Separately, the Fourth DCA on Wednesday also reversed Lopane's finding in a suit in which the judge had found litigant Marco Perez guilty of civil contempt in a divorce case for failing to make court-ordered alimony payments.

Seven days after an evidentiary hearing in that case, Lopane had Perez jailed for not paying a purge amount of $87,673, according to the opinion. The problem? Lopane hadn't first established that the litigant could actually afford to pay that, as required by Florida Family Law Rules of Procedure 12.615(e).

Perez's attorney Jose Bofill of the Bofill Law Group in Miami noted that unlike criminal contempt, the threat of civil contempt is less about punishment and more about coercing compliance with an order. He said this means that in order for his client to have been found in civil contempt, the court must have first determined Perez had the ability to comply.

"Let's say you owe $100," Bofill said. "Well, the judge won't put you in jail on civil contempt unless you have $100. They're not there to punish you, to say, 'It doesn't matter if you have $100 or you don't have $100.' … The only time they put you in jail is when they find you have $100, you just don't want to pay it."

Bofill claims his client, a Venezuelan national, can't legally bring the money required of him into the U.S. because of political turmoil at home. Bofill said the judge therefore should have sought another route to enforce compliance with the court order.

"To issue an order that he be arrested without the ability to pay is erroneous as a matter of law," Bofill said.

Opposing counsel Kevin Colbert in Miami did not respond to a request for comment by deadline.

**Provided information**
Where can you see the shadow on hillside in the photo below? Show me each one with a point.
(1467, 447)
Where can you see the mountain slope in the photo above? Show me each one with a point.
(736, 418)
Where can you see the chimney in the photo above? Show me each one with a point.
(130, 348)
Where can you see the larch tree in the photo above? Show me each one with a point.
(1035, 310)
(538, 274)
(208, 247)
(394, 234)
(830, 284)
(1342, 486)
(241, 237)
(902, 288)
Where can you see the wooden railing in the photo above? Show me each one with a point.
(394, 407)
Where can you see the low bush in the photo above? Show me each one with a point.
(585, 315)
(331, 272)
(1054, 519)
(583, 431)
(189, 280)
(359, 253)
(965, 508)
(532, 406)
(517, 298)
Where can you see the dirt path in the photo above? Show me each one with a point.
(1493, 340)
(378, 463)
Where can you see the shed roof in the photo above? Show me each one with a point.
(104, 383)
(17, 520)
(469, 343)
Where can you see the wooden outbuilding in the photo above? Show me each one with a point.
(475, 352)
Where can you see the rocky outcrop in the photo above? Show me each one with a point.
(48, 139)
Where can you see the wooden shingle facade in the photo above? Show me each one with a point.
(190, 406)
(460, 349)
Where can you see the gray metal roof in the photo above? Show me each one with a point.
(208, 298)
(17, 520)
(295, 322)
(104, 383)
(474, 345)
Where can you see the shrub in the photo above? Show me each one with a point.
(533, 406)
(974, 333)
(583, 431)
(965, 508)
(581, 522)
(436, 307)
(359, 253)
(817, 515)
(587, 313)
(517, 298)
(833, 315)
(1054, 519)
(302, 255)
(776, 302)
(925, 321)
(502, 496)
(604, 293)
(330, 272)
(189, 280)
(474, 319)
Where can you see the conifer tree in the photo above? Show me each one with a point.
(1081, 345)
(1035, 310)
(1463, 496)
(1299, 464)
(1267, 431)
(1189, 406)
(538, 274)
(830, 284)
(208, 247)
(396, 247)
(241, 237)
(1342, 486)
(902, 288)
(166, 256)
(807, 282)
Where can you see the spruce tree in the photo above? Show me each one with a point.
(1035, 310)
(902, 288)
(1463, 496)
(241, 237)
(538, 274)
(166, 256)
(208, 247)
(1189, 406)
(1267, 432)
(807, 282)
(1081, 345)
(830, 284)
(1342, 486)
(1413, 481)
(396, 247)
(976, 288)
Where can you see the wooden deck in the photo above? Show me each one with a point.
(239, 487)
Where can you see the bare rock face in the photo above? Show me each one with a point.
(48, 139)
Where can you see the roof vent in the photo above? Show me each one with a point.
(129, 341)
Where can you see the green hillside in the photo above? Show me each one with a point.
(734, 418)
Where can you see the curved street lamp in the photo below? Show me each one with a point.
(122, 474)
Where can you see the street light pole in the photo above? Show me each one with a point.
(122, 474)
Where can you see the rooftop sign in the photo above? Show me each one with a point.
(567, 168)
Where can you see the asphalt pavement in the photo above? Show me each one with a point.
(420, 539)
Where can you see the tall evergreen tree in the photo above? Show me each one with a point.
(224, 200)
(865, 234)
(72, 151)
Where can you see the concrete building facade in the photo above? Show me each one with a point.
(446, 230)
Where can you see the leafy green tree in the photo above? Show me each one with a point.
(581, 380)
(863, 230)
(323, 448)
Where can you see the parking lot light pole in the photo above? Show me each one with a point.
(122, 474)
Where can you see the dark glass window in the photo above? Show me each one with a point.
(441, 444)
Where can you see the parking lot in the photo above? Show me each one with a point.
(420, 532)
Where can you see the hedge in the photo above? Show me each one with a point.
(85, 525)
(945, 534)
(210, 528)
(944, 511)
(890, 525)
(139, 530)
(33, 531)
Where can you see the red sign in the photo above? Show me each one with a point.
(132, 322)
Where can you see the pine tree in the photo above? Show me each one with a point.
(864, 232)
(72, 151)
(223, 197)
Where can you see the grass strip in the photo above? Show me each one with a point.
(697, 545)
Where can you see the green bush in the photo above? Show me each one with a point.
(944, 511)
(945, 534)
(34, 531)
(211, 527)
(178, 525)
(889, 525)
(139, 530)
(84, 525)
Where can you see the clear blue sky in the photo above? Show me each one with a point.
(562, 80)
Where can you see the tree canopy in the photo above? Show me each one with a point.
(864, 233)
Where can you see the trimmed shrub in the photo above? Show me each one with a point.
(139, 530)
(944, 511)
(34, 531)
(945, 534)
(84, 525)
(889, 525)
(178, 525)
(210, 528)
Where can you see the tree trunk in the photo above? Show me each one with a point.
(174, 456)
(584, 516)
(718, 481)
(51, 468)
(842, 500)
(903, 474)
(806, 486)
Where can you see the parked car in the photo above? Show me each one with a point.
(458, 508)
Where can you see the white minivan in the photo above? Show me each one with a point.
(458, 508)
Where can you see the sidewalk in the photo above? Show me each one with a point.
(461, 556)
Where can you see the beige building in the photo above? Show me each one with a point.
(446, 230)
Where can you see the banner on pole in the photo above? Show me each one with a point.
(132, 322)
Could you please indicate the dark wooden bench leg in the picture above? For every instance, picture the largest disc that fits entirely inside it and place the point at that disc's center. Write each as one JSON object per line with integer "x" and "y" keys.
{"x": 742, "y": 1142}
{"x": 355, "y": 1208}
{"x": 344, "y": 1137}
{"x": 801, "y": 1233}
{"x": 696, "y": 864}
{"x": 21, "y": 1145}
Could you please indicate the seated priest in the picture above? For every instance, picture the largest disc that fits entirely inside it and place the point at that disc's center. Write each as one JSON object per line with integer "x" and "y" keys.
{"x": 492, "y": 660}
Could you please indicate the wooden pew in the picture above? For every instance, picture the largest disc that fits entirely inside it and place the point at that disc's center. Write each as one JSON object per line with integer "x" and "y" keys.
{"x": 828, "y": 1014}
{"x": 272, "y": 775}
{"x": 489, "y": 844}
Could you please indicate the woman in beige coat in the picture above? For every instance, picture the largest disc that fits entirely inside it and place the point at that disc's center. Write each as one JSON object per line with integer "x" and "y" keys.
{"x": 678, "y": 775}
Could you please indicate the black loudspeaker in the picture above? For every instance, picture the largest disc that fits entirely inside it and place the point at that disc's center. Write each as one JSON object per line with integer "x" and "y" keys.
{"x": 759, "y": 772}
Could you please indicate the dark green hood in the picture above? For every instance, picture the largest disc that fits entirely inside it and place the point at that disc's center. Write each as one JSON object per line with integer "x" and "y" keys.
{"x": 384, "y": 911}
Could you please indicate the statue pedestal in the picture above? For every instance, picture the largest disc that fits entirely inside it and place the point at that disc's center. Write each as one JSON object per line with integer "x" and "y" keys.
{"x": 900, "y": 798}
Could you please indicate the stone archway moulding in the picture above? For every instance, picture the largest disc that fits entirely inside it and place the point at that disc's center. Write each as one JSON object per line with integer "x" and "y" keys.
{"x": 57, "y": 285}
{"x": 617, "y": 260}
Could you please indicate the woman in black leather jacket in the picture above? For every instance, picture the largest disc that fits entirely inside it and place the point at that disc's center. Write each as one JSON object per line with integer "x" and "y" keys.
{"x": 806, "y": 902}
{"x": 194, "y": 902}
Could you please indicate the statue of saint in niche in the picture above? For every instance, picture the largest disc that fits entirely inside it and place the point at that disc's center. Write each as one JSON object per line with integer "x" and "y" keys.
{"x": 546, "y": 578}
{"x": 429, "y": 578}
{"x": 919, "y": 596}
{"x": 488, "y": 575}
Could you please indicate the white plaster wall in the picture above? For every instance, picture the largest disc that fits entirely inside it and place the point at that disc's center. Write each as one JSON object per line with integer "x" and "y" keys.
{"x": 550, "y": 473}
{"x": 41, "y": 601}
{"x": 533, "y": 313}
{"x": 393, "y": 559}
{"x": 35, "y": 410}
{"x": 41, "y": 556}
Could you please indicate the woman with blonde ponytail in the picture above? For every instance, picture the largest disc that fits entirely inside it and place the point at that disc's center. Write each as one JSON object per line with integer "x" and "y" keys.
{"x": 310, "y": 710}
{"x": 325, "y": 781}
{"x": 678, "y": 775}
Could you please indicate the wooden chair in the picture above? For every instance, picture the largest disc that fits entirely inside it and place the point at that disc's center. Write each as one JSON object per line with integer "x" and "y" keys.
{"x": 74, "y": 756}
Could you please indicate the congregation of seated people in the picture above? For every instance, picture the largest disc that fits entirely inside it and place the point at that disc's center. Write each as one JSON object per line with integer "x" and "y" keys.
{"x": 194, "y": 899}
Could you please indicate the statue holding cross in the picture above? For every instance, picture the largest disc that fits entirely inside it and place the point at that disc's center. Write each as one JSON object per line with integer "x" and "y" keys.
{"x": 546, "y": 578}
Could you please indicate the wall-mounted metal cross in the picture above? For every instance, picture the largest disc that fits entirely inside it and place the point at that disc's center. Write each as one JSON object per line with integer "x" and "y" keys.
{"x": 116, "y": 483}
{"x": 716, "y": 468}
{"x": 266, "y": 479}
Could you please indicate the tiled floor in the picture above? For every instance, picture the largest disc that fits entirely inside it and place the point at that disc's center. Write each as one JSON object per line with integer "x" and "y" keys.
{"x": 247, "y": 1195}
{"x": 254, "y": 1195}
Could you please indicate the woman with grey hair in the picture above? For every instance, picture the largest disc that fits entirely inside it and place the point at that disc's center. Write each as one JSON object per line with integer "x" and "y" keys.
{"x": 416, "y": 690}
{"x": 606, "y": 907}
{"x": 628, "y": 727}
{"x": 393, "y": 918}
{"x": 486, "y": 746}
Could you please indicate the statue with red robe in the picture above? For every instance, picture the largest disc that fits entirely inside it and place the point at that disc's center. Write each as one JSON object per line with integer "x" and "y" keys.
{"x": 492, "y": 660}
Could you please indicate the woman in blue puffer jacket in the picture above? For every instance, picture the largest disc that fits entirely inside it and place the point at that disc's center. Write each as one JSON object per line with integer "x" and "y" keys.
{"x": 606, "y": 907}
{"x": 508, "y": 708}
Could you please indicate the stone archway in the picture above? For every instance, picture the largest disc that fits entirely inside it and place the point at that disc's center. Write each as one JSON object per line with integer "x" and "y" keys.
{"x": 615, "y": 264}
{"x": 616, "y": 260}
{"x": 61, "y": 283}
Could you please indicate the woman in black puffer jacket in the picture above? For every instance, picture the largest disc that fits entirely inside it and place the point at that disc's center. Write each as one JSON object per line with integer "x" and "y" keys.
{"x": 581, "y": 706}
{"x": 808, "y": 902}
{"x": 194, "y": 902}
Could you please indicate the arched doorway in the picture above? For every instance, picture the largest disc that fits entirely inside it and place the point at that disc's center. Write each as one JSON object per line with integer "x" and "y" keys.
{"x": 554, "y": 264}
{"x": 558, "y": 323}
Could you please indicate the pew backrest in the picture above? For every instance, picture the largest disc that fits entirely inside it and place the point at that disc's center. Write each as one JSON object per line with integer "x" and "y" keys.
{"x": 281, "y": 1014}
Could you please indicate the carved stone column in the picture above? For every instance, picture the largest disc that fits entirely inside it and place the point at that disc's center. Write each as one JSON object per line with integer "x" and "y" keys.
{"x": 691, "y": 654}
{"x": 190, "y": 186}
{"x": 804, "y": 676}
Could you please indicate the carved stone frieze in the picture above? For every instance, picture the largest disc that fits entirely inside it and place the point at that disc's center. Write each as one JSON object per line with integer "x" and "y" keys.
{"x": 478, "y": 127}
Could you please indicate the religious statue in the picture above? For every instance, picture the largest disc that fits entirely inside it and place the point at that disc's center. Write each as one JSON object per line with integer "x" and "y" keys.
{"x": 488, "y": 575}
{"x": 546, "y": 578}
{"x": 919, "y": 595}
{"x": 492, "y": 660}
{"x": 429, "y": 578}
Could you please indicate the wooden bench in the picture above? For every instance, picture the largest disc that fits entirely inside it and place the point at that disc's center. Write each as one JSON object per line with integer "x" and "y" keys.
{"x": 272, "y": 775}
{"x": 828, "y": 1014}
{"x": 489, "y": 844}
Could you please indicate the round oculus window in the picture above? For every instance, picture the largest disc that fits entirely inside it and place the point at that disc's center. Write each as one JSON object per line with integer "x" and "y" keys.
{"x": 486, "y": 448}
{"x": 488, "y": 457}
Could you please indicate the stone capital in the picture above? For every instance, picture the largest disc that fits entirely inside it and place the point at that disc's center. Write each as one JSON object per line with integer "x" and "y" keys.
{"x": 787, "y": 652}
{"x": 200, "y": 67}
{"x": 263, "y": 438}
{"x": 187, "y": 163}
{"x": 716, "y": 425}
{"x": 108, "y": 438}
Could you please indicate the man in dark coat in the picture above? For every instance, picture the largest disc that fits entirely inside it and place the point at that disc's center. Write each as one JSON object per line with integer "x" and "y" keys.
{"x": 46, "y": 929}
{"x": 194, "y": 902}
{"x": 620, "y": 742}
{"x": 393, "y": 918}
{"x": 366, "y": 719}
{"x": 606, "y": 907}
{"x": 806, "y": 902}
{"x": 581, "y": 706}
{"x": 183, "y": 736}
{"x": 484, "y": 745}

**Work to complete**
1. Summarize the excerpt on the civil contempt ruling in two sentences.
2. List every person named in the excerpt on the civil contempt ruling.
3. Reproduce the excerpt on the civil contempt ruling word for word from "Separately, the Fourth" to "of Procedure 12.615(e).".
The records were taken from a different source.

**Task-by-task results**
1. The Fourth DCA reversed Lopane's finding that Marco Perez was in civil contempt for failing to make court-ordered alimony payments, because Lopane had him jailed for not paying an $87,673 purge amount without first establishing that he could afford it, as Florida's family law rules require. Perez's attorney, Jose Bofill, said civil contempt is meant to coerce compliance rather than punish, and he argued that since Perez cannot legally bring the money into the U.S., the judge should have sought another way to enforce the order.

2.
- Lopane
- Marco Perez
- Jose Bofill
- Kevin Colbert

3.
Separately, the Fourth DCA on Wednesday also reversed Lopane's finding in a suit in which the judge had found litigant Marco Perez guilty of civil contempt in a divorce case for failing to make court-ordered alimony payments.

Seven days after an evidentiary hearing in that case, Lopane had Perez jailed for not paying a purge amount of $87,673, according to the opinion. The problem? Lopane hadn't first established that the litigant could actually afford to pay that, as required by Florida Family Law Rules of Procedure 12.615(e).